Problem to solve: Everything from the line containing "Greenhouse-scouting request: tag the rear" through the final line of the records must be transcribed verbatim; nothing else belongs in the result.
======== Extracted records ========
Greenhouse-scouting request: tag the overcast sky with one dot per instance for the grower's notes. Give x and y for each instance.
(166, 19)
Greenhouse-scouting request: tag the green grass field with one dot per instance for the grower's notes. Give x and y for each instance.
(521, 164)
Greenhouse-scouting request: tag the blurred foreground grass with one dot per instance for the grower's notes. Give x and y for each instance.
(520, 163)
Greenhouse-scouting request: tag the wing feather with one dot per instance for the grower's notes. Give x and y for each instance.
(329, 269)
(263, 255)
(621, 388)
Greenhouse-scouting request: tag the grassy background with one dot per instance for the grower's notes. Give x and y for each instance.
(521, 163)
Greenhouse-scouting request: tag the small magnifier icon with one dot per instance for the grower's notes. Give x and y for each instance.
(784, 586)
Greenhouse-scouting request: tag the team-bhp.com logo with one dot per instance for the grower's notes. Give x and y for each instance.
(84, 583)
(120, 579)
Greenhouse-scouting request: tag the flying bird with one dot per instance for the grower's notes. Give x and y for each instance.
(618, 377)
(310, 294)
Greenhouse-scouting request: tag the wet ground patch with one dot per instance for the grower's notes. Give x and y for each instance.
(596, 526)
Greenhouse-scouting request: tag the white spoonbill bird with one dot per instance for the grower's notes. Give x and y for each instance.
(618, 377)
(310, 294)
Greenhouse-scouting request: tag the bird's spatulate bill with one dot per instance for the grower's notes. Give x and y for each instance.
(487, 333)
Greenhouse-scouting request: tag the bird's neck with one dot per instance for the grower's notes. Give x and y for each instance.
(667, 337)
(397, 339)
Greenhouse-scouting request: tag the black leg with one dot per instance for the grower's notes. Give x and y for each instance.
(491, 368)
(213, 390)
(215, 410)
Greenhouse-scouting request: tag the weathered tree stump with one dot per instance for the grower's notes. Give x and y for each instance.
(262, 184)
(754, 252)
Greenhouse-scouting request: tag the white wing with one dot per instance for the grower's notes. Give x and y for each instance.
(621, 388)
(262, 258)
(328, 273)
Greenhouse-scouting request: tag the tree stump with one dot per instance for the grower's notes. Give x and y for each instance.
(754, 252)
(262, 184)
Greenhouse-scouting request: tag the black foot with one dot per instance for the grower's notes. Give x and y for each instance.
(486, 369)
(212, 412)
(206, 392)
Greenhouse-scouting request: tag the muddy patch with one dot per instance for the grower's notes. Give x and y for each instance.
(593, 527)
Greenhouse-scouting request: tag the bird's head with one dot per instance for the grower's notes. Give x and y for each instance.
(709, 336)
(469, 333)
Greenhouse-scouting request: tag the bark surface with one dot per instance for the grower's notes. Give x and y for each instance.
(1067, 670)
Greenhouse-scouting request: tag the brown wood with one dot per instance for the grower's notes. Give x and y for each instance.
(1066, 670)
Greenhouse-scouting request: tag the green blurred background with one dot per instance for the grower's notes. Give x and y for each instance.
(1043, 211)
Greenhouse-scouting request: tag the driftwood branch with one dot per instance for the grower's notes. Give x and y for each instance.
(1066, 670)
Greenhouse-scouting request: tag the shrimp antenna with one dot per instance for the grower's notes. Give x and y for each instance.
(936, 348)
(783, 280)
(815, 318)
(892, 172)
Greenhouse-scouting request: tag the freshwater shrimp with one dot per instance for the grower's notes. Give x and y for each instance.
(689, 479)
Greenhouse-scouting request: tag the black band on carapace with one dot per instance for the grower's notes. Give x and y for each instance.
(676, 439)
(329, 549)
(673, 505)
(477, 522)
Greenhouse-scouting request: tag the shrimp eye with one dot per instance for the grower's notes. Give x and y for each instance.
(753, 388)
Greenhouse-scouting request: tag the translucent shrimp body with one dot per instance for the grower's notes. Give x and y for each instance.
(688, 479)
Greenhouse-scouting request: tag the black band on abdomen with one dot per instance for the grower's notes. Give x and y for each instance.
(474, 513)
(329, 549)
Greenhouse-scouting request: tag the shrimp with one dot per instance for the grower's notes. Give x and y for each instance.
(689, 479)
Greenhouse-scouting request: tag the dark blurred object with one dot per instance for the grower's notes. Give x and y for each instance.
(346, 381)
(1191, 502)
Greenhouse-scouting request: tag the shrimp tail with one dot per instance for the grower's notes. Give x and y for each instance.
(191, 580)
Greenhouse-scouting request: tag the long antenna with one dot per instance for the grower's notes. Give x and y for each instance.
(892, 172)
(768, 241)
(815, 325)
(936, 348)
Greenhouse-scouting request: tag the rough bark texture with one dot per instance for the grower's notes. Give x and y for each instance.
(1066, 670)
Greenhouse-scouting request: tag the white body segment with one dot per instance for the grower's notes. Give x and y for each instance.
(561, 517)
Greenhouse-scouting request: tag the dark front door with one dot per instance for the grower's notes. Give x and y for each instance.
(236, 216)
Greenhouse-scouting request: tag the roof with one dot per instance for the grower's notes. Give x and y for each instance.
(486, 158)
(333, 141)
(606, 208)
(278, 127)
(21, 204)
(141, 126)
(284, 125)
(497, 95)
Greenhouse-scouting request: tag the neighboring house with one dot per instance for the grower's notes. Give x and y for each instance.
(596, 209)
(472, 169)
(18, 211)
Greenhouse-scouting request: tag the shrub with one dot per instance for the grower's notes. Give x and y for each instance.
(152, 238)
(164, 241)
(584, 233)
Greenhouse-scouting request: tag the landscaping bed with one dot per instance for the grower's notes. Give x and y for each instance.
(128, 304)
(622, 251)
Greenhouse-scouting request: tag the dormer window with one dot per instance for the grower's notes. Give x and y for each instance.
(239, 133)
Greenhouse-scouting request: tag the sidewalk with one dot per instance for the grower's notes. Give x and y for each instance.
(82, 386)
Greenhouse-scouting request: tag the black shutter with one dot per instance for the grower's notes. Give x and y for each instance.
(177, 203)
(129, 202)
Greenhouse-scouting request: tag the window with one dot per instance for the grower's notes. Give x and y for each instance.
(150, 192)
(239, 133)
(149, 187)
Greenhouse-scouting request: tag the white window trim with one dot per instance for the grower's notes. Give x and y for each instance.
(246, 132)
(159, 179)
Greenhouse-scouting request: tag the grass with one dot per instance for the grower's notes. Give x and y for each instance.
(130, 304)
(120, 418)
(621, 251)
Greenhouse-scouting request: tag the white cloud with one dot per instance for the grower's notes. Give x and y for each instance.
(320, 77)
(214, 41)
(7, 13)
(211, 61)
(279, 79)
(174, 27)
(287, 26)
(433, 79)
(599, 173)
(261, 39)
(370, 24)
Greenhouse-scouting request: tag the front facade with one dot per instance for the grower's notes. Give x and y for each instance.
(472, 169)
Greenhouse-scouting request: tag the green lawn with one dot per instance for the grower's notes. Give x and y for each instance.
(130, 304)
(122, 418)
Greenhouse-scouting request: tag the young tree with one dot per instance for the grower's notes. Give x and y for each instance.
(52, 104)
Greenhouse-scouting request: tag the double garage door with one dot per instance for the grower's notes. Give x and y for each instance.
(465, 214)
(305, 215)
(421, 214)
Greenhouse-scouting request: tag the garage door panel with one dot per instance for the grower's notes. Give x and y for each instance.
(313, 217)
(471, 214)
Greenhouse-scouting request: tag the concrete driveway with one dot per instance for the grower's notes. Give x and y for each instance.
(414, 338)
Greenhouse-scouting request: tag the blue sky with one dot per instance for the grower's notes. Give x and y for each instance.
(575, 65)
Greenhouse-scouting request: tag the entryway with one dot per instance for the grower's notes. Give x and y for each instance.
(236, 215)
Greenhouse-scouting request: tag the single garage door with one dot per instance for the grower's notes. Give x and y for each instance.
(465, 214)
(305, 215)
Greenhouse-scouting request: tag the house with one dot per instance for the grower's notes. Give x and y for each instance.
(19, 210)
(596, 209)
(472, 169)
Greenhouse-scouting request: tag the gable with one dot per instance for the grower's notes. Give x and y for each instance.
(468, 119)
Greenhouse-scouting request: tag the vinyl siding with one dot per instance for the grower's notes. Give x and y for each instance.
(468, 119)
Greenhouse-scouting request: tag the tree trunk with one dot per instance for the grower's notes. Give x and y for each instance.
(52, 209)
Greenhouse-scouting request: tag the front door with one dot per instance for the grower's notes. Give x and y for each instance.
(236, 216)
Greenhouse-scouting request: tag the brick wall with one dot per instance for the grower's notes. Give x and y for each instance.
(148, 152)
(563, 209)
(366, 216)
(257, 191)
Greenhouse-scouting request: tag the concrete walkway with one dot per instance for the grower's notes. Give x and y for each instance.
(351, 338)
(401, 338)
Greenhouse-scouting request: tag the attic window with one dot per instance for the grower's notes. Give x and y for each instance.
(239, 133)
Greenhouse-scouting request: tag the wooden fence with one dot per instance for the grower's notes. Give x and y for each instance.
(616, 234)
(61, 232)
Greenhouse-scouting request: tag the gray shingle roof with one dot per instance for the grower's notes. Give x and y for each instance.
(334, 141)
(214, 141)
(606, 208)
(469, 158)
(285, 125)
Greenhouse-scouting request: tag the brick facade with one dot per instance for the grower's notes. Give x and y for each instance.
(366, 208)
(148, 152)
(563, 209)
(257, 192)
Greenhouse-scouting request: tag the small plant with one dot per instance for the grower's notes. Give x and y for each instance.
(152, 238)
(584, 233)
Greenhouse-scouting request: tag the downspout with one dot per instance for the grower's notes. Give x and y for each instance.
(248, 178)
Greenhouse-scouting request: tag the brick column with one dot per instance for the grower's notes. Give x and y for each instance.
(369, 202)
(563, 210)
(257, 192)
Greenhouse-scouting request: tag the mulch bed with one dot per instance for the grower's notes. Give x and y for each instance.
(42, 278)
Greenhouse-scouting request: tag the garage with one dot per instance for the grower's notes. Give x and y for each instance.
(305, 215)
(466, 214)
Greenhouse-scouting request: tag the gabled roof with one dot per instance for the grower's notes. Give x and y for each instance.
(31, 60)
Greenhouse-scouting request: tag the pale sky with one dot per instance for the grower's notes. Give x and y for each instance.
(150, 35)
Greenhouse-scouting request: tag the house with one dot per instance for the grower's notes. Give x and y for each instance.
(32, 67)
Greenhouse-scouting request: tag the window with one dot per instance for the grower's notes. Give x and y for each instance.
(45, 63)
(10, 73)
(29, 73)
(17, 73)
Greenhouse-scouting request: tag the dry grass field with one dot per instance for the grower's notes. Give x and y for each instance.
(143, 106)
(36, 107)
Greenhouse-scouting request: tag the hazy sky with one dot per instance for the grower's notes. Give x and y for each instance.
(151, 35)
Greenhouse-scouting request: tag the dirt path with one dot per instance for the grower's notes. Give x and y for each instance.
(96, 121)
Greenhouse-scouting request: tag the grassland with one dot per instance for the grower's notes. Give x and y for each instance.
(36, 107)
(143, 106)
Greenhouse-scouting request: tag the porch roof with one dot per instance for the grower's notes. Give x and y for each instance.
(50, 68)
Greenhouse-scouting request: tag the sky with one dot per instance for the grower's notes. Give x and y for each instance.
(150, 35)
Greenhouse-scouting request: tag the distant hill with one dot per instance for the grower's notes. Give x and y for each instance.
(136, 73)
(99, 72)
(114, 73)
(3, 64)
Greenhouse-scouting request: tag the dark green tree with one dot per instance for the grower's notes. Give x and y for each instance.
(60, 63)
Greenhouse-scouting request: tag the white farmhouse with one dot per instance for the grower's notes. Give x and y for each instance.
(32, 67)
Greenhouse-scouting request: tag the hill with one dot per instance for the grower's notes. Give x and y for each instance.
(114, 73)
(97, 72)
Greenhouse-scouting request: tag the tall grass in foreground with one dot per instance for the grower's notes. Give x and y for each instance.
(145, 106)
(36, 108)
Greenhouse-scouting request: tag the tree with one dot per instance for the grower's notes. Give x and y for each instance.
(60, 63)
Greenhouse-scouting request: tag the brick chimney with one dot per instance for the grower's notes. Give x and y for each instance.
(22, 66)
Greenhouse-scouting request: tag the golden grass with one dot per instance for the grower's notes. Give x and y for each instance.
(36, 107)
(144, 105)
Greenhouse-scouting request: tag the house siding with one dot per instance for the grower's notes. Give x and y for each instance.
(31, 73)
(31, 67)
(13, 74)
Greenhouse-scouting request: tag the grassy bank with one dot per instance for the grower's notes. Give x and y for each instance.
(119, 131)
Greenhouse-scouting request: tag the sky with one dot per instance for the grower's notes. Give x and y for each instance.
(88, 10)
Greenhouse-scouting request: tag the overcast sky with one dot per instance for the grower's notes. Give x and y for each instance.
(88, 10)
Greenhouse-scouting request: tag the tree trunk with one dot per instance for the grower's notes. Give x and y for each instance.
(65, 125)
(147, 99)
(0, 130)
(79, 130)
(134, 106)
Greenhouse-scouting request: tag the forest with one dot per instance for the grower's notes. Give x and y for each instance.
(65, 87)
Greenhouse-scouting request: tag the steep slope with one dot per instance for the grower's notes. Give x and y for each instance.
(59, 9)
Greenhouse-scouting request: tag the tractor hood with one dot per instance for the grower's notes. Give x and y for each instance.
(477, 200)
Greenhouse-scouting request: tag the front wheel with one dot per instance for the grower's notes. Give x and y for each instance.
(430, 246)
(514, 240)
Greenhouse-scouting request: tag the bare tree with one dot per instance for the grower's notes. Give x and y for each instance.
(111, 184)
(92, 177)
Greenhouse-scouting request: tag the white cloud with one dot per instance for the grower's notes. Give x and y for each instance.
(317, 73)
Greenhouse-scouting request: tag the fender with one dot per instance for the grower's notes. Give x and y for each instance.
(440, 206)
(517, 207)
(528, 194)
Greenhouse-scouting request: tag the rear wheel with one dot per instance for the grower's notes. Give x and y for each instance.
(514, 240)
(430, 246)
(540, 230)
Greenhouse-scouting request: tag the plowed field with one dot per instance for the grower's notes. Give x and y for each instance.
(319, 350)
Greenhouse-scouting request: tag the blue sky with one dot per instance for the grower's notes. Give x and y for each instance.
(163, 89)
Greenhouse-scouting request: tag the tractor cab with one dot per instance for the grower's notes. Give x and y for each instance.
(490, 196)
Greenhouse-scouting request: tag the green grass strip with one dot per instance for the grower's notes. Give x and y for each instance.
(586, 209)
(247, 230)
========
Problem solution:
Greenhouse-scouting request: tag the rear wheel with one dot per instance for the grower's notes. Give x and y for each instance.
(514, 240)
(430, 246)
(540, 230)
Greenhouse-scouting request: tag the plowed field with one dot per instance for the grower's notes. Give x and y for each instance.
(319, 350)
Greenhouse-scouting request: tag the blue sky with one dot per instance for the grower's notes. Give x and y for each instance.
(163, 89)
Greenhouse-scouting request: tag the tractor cab with one dot per instance for the grower's notes. Give x and y for each instance.
(490, 196)
Greenhouse-scouting request: tag the green grass strip with one dot per instance for the grower's notes. Give x and y for each instance.
(586, 209)
(247, 230)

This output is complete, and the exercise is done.